• _DATA FOR THE TASK_

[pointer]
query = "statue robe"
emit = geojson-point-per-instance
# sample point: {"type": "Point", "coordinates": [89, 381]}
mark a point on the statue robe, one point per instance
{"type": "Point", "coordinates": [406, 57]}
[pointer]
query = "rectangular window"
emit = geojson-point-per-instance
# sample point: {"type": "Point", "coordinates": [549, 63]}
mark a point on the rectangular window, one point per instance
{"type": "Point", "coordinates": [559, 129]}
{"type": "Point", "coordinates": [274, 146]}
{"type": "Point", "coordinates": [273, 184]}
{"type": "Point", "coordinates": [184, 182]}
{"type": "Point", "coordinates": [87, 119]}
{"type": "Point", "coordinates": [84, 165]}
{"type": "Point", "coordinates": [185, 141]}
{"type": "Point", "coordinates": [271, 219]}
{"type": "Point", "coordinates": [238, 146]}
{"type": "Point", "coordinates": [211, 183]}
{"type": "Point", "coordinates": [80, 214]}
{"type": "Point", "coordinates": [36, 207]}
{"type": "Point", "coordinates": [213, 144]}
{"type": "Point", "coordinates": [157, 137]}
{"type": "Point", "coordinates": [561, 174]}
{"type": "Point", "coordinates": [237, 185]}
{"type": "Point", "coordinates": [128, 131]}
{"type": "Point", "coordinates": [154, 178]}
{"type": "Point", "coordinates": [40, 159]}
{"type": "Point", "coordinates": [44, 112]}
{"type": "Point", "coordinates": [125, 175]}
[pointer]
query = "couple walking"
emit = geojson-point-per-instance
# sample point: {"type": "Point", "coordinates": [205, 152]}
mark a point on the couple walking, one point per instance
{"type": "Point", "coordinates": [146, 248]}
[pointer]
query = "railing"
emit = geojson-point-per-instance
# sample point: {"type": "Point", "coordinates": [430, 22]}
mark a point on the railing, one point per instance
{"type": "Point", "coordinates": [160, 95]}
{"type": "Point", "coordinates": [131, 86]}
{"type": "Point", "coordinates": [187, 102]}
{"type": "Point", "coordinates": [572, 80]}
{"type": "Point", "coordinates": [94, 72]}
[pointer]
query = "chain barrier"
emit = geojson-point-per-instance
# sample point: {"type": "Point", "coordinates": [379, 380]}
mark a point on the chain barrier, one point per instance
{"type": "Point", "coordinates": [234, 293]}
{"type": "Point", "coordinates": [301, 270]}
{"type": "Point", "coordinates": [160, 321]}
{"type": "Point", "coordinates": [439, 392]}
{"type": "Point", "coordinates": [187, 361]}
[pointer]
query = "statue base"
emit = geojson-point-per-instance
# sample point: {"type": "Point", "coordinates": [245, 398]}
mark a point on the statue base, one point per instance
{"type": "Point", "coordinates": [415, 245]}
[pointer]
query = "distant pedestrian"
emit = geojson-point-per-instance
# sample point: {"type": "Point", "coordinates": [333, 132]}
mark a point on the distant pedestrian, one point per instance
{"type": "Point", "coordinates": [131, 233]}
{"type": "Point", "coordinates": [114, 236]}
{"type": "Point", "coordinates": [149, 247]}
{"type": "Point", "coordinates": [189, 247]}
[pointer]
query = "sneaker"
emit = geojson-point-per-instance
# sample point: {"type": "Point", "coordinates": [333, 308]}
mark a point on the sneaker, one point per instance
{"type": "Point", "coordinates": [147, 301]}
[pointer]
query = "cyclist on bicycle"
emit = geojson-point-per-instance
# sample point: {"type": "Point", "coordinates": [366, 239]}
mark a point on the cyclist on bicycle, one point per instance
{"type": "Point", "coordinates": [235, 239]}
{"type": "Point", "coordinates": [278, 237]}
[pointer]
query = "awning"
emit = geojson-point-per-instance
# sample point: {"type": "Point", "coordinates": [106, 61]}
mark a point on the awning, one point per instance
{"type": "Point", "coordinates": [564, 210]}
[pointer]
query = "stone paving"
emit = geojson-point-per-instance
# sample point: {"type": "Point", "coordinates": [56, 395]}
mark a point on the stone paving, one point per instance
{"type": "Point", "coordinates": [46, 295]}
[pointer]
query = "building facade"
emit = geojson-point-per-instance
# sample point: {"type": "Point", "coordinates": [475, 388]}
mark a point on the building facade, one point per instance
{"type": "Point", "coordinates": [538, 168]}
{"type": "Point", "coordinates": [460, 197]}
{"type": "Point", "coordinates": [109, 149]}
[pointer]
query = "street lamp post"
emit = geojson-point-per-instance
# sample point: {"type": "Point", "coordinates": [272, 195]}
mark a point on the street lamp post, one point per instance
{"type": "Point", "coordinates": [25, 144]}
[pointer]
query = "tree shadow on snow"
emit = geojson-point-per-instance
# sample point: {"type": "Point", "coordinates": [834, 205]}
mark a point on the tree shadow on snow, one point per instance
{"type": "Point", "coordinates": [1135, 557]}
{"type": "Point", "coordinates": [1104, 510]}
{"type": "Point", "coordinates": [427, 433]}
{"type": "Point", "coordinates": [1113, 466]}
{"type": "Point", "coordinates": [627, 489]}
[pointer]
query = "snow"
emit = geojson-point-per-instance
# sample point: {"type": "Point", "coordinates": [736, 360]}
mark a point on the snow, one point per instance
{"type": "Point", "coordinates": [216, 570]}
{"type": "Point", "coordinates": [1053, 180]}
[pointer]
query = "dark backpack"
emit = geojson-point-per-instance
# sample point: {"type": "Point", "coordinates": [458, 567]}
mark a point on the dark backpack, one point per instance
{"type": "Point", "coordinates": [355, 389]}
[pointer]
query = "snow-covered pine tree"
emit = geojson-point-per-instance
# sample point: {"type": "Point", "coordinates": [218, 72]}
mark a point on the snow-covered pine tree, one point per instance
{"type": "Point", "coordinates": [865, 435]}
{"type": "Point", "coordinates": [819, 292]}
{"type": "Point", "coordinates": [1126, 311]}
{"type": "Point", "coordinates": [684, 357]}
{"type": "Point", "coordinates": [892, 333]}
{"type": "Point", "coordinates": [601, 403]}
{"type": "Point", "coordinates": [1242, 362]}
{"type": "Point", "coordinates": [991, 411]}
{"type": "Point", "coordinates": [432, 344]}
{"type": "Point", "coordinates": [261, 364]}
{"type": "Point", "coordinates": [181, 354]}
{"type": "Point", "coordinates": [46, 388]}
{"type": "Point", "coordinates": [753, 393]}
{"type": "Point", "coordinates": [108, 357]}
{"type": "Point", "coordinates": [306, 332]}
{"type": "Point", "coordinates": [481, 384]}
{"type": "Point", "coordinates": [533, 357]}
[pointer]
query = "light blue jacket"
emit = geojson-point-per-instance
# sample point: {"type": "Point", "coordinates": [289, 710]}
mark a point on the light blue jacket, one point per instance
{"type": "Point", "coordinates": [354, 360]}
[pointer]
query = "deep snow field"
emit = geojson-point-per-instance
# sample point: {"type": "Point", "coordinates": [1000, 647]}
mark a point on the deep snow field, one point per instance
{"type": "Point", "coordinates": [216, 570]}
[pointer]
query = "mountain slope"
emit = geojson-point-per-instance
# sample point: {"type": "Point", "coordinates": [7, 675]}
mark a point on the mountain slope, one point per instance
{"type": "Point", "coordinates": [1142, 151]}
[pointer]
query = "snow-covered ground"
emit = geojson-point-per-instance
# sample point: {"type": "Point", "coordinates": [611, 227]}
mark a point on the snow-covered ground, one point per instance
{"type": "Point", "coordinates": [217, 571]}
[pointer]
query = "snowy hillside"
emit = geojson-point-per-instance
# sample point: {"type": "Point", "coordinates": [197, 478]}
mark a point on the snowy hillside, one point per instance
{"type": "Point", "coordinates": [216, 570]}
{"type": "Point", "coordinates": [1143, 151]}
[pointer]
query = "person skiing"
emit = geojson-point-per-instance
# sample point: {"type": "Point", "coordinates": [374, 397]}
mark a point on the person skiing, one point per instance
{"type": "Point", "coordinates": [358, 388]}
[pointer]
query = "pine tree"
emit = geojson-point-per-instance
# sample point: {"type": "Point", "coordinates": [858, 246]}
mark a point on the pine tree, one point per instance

• _INSTRUCTION_
How many lines in the records above contain the string "dark"? Matching is case-sensitive; reply with the number only.

• _WRITTEN ANSWER_
2